● **INPUT MATERIAL**:
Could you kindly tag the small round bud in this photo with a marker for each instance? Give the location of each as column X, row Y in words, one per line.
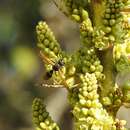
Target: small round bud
column 112, row 22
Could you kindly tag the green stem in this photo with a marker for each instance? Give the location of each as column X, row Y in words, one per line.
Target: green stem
column 106, row 58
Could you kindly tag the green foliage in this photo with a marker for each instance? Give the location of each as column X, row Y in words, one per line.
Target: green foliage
column 88, row 74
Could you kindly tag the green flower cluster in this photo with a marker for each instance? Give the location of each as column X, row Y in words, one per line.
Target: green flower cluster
column 88, row 111
column 76, row 9
column 41, row 117
column 88, row 62
column 86, row 32
column 47, row 41
column 88, row 74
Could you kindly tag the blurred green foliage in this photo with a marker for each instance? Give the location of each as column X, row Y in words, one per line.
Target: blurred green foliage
column 20, row 66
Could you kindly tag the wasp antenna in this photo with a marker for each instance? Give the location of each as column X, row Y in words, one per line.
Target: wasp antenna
column 52, row 85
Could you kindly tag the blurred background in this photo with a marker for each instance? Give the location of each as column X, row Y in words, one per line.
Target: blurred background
column 21, row 68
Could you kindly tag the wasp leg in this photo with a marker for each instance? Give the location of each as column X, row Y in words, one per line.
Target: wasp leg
column 46, row 59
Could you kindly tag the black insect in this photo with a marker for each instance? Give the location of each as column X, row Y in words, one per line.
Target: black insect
column 56, row 66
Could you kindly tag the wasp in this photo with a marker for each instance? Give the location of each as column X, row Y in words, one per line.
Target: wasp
column 56, row 67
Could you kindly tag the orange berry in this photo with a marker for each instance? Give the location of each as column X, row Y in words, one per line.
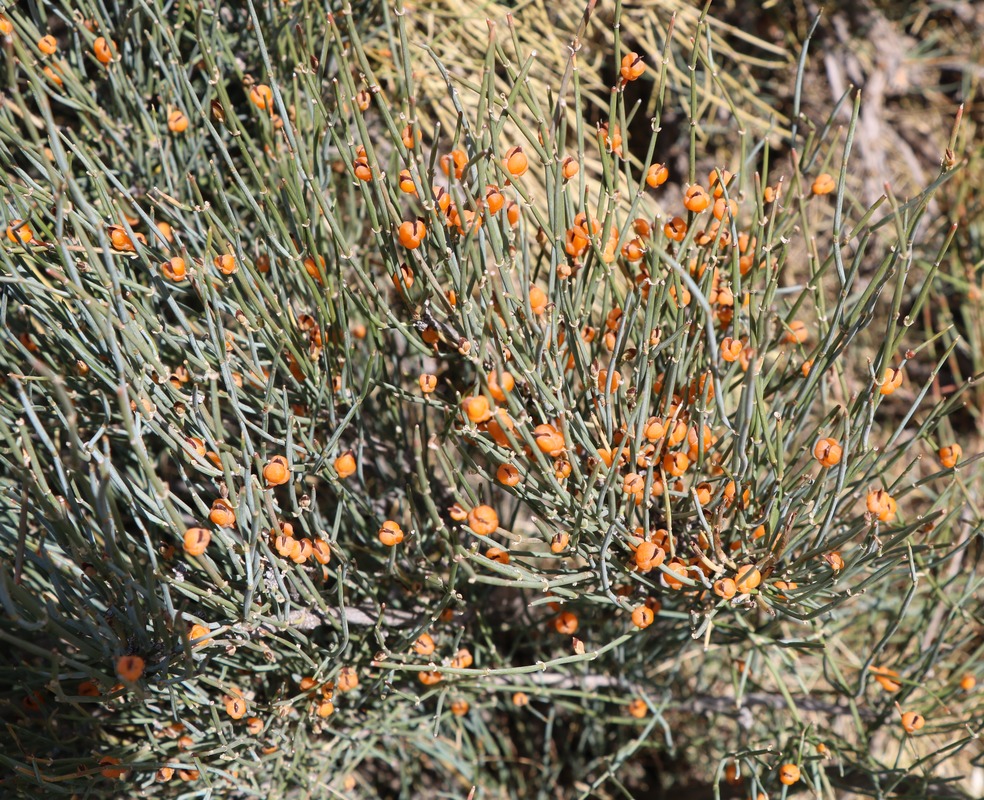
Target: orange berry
column 199, row 632
column 538, row 300
column 276, row 472
column 103, row 49
column 726, row 588
column 549, row 440
column 222, row 514
column 120, row 239
column 566, row 623
column 261, row 96
column 632, row 67
column 824, row 184
column 950, row 455
column 497, row 554
column 348, row 680
column 19, row 233
column 828, row 452
column 390, row 533
column 48, row 45
column 411, row 233
column 834, row 560
column 424, row 645
column 477, row 408
column 508, row 475
column 731, row 349
column 226, row 264
column 177, row 121
column 788, row 774
column 345, row 465
column 657, row 175
column 236, row 707
column 196, row 540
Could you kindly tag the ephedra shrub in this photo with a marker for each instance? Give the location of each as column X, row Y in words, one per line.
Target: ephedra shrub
column 341, row 459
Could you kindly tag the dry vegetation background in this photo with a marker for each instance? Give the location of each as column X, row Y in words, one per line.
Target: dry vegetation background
column 917, row 65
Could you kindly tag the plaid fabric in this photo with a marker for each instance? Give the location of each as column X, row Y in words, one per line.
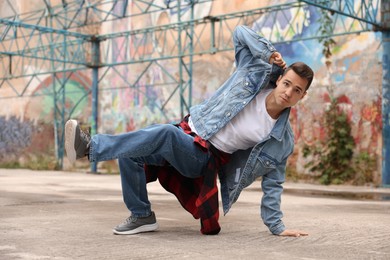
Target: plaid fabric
column 198, row 196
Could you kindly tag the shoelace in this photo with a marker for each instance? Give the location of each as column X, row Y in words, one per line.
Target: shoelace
column 131, row 219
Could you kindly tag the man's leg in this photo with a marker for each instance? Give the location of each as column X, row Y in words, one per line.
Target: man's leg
column 153, row 145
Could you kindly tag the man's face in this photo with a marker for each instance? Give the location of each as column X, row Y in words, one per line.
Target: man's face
column 290, row 88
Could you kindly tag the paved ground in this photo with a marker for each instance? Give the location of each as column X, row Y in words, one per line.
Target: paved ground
column 67, row 215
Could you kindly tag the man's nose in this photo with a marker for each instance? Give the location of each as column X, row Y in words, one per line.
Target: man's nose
column 289, row 92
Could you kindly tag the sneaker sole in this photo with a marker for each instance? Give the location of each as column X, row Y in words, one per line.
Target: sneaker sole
column 70, row 135
column 141, row 229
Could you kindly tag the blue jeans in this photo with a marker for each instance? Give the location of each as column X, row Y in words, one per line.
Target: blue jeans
column 153, row 145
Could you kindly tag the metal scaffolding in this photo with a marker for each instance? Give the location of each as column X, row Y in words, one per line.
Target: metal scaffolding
column 56, row 41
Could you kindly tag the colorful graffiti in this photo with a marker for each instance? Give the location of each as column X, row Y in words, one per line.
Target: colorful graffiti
column 15, row 136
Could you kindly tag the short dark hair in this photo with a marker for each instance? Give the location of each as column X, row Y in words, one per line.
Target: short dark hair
column 303, row 71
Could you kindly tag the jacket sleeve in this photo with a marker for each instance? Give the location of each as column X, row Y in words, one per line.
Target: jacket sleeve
column 270, row 204
column 248, row 44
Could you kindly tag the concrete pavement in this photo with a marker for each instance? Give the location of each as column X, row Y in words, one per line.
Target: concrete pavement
column 69, row 215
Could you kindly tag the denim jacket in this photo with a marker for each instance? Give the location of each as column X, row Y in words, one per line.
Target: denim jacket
column 266, row 159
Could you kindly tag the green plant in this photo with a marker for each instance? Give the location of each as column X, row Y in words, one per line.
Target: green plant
column 333, row 158
column 326, row 29
column 364, row 166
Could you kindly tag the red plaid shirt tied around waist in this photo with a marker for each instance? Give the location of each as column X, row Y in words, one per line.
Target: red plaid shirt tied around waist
column 199, row 196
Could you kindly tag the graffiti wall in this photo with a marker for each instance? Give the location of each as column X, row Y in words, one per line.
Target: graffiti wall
column 132, row 96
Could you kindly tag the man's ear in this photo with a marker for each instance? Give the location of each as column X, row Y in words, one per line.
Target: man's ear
column 280, row 77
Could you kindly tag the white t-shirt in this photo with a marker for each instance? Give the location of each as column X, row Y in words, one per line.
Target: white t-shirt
column 249, row 127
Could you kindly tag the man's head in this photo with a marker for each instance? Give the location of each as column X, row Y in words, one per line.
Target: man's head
column 302, row 70
column 292, row 86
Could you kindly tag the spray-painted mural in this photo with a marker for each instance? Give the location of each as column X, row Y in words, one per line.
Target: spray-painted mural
column 129, row 99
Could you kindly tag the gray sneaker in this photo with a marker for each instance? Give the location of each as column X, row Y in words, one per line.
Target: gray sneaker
column 133, row 225
column 76, row 141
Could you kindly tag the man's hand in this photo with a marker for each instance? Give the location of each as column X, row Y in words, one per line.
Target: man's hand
column 277, row 58
column 293, row 233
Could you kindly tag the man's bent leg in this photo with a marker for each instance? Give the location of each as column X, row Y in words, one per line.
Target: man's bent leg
column 166, row 141
column 135, row 196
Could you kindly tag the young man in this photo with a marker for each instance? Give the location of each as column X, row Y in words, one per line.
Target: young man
column 242, row 132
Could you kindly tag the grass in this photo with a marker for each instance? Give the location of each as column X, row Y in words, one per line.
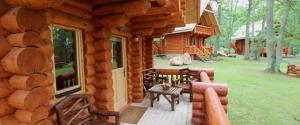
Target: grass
column 255, row 97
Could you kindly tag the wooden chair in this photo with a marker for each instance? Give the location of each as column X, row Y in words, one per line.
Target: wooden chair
column 77, row 110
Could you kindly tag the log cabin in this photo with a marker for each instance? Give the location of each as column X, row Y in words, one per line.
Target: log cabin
column 191, row 37
column 54, row 48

● **ABOUT THIS TASK**:
Please give a word-for-word repetition of the lines from the one containing "Target: wooden chair" through the last line of the data above, including both, and nothing besides.

● **WRITTEN SOLUTION**:
Target: wooden chair
column 77, row 110
Could you kindly tag the log cabin in this photo with a marker for each instance? Give the location of each as column X, row Y in words, one per line.
Target: log cabin
column 191, row 37
column 54, row 48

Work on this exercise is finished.